(Polygon annotations for photos)
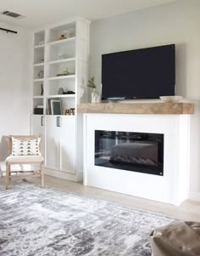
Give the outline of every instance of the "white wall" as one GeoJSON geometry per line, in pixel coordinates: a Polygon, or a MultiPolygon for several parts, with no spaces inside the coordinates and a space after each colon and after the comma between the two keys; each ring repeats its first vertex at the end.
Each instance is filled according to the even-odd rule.
{"type": "Polygon", "coordinates": [[[0,23],[0,161],[8,153],[6,136],[30,133],[31,33],[0,23]]]}
{"type": "Polygon", "coordinates": [[[176,94],[196,102],[190,163],[190,191],[196,193],[200,192],[200,1],[178,0],[92,22],[90,76],[100,86],[102,54],[169,43],[176,45],[176,94]]]}

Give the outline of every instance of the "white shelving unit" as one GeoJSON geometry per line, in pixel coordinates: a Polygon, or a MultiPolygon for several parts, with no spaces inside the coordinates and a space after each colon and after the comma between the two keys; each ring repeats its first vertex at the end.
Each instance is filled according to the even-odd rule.
{"type": "Polygon", "coordinates": [[[81,154],[77,154],[81,122],[76,106],[86,102],[89,26],[89,20],[78,18],[36,31],[33,39],[31,132],[43,134],[47,174],[74,181],[82,179],[81,154]],[[51,100],[60,100],[58,115],[49,115],[51,100]],[[69,109],[74,109],[74,116],[64,115],[69,109]],[[69,146],[64,146],[69,143],[75,145],[71,152],[69,146]]]}

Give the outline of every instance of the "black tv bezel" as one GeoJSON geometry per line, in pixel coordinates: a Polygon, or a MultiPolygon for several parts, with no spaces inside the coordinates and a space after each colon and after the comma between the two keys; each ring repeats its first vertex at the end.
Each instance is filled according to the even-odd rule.
{"type": "MultiPolygon", "coordinates": [[[[137,51],[137,50],[142,50],[142,49],[149,49],[149,48],[162,48],[162,47],[173,47],[174,48],[174,94],[173,95],[175,95],[175,43],[171,43],[171,44],[164,44],[164,45],[158,45],[158,46],[153,46],[153,47],[147,47],[147,48],[136,48],[136,49],[131,49],[131,50],[127,50],[127,51],[119,51],[119,52],[114,52],[114,53],[108,53],[108,54],[102,54],[102,67],[103,67],[103,56],[104,55],[111,55],[111,54],[123,54],[123,53],[128,53],[128,52],[133,52],[133,51],[137,51]]],[[[103,80],[103,74],[102,74],[102,80],[103,80]]],[[[102,82],[102,88],[103,88],[103,82],[102,82]]],[[[171,95],[171,96],[173,96],[171,95]]],[[[163,96],[163,95],[159,95],[163,96]]],[[[142,96],[142,97],[137,97],[137,96],[131,96],[131,97],[107,97],[104,98],[101,97],[102,100],[153,100],[153,99],[159,99],[159,96],[154,96],[154,97],[148,97],[148,96],[142,96]]]]}

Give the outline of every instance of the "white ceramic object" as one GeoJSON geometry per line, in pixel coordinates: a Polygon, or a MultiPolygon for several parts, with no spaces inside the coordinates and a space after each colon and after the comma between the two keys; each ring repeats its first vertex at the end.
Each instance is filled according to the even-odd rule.
{"type": "Polygon", "coordinates": [[[181,100],[182,100],[182,96],[160,96],[159,97],[162,101],[164,103],[169,103],[169,102],[178,102],[181,100]]]}

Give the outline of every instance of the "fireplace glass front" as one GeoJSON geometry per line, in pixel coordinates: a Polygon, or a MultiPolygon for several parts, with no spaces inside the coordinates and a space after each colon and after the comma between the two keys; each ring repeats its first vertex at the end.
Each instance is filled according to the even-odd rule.
{"type": "Polygon", "coordinates": [[[164,175],[164,134],[96,130],[95,165],[164,175]]]}

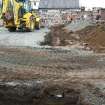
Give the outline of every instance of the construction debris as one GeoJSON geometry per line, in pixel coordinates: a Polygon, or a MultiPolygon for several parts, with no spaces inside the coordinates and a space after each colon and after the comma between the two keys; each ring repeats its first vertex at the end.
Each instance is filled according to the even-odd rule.
{"type": "Polygon", "coordinates": [[[76,32],[68,31],[64,25],[53,26],[41,44],[71,46],[77,43],[84,49],[87,47],[96,52],[105,52],[105,24],[87,26],[76,32]]]}

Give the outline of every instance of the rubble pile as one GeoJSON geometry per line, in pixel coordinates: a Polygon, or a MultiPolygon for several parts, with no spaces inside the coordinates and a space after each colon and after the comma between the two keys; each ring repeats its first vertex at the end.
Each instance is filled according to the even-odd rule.
{"type": "Polygon", "coordinates": [[[105,51],[105,24],[88,26],[77,32],[80,41],[96,52],[105,51]]]}
{"type": "Polygon", "coordinates": [[[51,31],[45,36],[41,45],[66,46],[72,45],[78,41],[72,31],[65,29],[64,25],[51,27],[51,31]]]}
{"type": "Polygon", "coordinates": [[[64,25],[51,27],[51,31],[45,36],[41,45],[50,46],[71,46],[80,44],[84,48],[87,46],[95,52],[105,51],[105,24],[95,24],[86,28],[72,32],[64,25]]]}

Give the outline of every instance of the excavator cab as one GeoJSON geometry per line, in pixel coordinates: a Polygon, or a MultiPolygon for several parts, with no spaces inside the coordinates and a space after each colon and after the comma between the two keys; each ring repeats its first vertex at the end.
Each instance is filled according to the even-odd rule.
{"type": "Polygon", "coordinates": [[[40,18],[32,12],[29,0],[3,0],[2,16],[9,31],[34,31],[40,28],[40,18]]]}

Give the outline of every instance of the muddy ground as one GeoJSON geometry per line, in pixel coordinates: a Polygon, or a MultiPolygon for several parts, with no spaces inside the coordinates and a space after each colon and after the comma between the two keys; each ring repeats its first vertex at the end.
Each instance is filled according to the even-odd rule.
{"type": "Polygon", "coordinates": [[[0,48],[0,105],[105,105],[105,54],[0,48]]]}

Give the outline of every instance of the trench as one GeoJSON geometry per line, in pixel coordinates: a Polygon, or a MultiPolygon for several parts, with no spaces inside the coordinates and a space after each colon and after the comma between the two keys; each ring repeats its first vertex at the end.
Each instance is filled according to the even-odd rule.
{"type": "Polygon", "coordinates": [[[0,105],[83,105],[80,91],[42,81],[0,82],[0,105]]]}

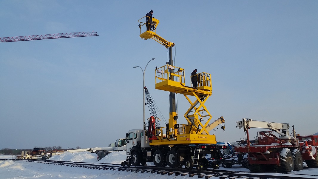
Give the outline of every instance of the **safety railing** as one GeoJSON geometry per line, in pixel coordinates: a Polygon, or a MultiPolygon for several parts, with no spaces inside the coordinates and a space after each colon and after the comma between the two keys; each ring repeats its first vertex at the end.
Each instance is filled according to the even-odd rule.
{"type": "Polygon", "coordinates": [[[167,65],[156,70],[156,84],[171,80],[184,85],[184,70],[183,68],[167,65]]]}
{"type": "MultiPolygon", "coordinates": [[[[190,80],[193,77],[195,77],[198,83],[198,87],[201,86],[211,87],[211,74],[205,72],[202,72],[190,77],[190,80]]],[[[191,83],[191,87],[193,87],[193,84],[191,83]]]]}
{"type": "MultiPolygon", "coordinates": [[[[140,34],[142,33],[141,28],[142,27],[145,26],[145,28],[146,28],[146,31],[148,29],[147,28],[147,26],[149,27],[149,31],[155,31],[155,33],[156,33],[156,28],[157,28],[157,26],[158,25],[158,24],[159,24],[159,20],[155,18],[154,17],[152,17],[152,20],[151,23],[149,22],[146,22],[146,19],[147,18],[151,18],[151,17],[149,16],[144,16],[141,18],[140,19],[138,20],[138,22],[139,23],[139,24],[138,25],[138,26],[139,27],[139,29],[140,29],[140,34]],[[143,20],[142,19],[144,19],[145,21],[143,21],[143,20]]],[[[143,32],[144,31],[143,31],[143,32]]]]}

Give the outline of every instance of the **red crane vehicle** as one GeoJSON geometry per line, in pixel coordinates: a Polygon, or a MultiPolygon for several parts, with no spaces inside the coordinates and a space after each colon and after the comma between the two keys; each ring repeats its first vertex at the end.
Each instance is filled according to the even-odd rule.
{"type": "MultiPolygon", "coordinates": [[[[318,135],[296,136],[293,126],[290,136],[288,123],[252,120],[243,119],[236,122],[237,127],[246,131],[247,145],[236,147],[235,151],[241,156],[248,154],[248,167],[251,171],[273,170],[286,173],[303,169],[303,162],[309,168],[318,168],[318,135]],[[255,145],[250,145],[248,129],[251,128],[268,129],[271,131],[258,132],[255,145]],[[278,133],[275,135],[274,132],[278,133]]],[[[242,157],[240,157],[241,159],[242,157]]]]}

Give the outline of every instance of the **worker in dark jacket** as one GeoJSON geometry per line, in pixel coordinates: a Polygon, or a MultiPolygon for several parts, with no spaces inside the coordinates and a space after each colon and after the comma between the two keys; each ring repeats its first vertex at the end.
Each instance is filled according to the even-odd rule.
{"type": "Polygon", "coordinates": [[[152,9],[150,12],[146,14],[146,26],[147,27],[147,30],[149,31],[151,28],[152,25],[152,13],[154,11],[152,9]]]}
{"type": "Polygon", "coordinates": [[[194,88],[197,88],[198,87],[198,77],[197,75],[197,69],[195,69],[191,73],[191,82],[192,82],[192,86],[194,88]],[[192,76],[195,75],[194,76],[192,76]]]}

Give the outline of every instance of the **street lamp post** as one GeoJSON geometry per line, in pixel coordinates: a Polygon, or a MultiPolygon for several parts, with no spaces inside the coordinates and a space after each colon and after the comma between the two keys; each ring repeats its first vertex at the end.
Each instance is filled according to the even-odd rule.
{"type": "Polygon", "coordinates": [[[139,66],[135,66],[134,67],[134,68],[135,68],[137,67],[139,67],[141,69],[142,71],[142,75],[143,76],[143,86],[142,87],[142,107],[143,108],[143,122],[142,123],[142,129],[143,130],[145,128],[145,72],[146,72],[146,68],[147,67],[147,65],[148,65],[148,64],[150,62],[150,61],[151,60],[153,60],[155,59],[155,58],[152,58],[151,59],[149,60],[149,61],[148,62],[148,63],[147,63],[147,65],[146,65],[146,66],[145,67],[145,69],[143,70],[139,66]]]}
{"type": "Polygon", "coordinates": [[[217,128],[215,129],[213,129],[213,130],[214,131],[214,135],[215,135],[215,131],[217,130],[217,129],[218,128],[217,128]]]}

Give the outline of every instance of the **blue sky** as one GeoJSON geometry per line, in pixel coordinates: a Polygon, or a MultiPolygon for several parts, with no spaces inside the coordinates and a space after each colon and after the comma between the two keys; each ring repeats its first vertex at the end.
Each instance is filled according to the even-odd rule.
{"type": "MultiPolygon", "coordinates": [[[[168,93],[155,89],[154,78],[167,49],[139,37],[137,21],[151,9],[160,21],[157,33],[176,44],[175,65],[185,69],[186,85],[195,68],[211,74],[205,104],[212,120],[226,121],[217,140],[244,138],[235,122],[242,118],[288,122],[301,135],[318,132],[316,1],[1,0],[0,6],[1,37],[100,35],[0,43],[0,148],[107,147],[141,128],[142,73],[133,67],[153,58],[145,86],[167,120],[168,93]]],[[[178,99],[183,116],[190,105],[178,99]]]]}

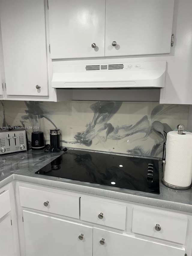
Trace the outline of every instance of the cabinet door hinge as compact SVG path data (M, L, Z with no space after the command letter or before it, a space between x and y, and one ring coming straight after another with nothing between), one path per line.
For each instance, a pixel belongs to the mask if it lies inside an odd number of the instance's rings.
M174 34L171 35L171 46L173 46L174 44Z

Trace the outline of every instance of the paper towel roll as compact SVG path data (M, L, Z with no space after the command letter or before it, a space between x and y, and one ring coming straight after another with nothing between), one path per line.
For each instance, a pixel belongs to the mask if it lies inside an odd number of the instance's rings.
M192 133L177 131L167 134L164 180L178 187L189 186L192 179Z

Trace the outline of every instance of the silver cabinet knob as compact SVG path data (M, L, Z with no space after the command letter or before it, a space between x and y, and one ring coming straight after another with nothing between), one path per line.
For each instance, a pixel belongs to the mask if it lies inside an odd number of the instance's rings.
M98 215L98 217L99 219L102 219L103 218L103 213L101 212Z
M79 236L79 239L80 240L82 240L83 239L83 234L81 234L80 236Z
M44 202L43 204L45 206L48 206L48 205L49 203L49 202L48 201L46 201L46 202Z
M94 43L93 43L91 45L91 47L92 48L96 48L96 44L95 44Z
M161 228L159 224L156 224L156 226L155 227L155 230L157 230L157 231L160 231L161 229Z
M101 240L99 241L99 242L102 245L103 245L105 244L105 239L104 238L102 238Z

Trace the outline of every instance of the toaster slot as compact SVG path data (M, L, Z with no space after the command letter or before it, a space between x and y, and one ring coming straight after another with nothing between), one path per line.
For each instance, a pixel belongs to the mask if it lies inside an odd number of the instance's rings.
M7 137L7 138L8 140L9 146L10 146L10 139L11 138L11 137L10 137L9 134L8 134L8 137Z
M15 140L15 145L16 146L16 139L17 137L17 136L16 136L15 134L14 133L14 136L13 136L13 137Z

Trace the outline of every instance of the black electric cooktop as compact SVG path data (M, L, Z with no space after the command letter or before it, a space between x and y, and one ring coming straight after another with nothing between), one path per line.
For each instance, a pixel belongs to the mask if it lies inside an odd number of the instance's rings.
M158 160L69 149L35 173L159 194Z

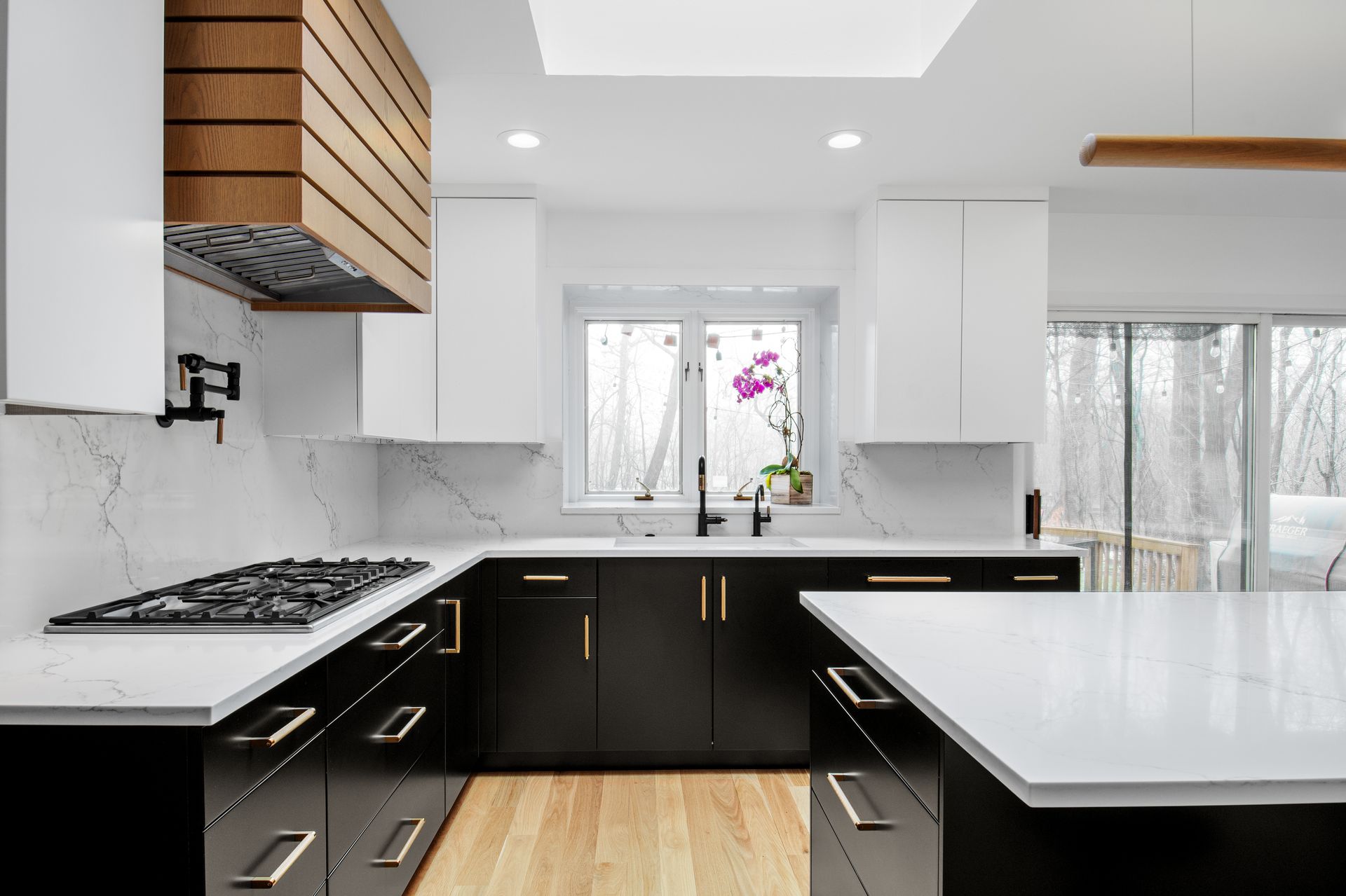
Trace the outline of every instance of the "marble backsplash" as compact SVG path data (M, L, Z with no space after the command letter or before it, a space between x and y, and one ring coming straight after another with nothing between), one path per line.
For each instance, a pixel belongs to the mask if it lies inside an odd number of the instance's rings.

▶ _Task brief_: Please count how many of the lines above contain the word "cabinet". Reply with the number alone.

▶ _Solution for this task_: 2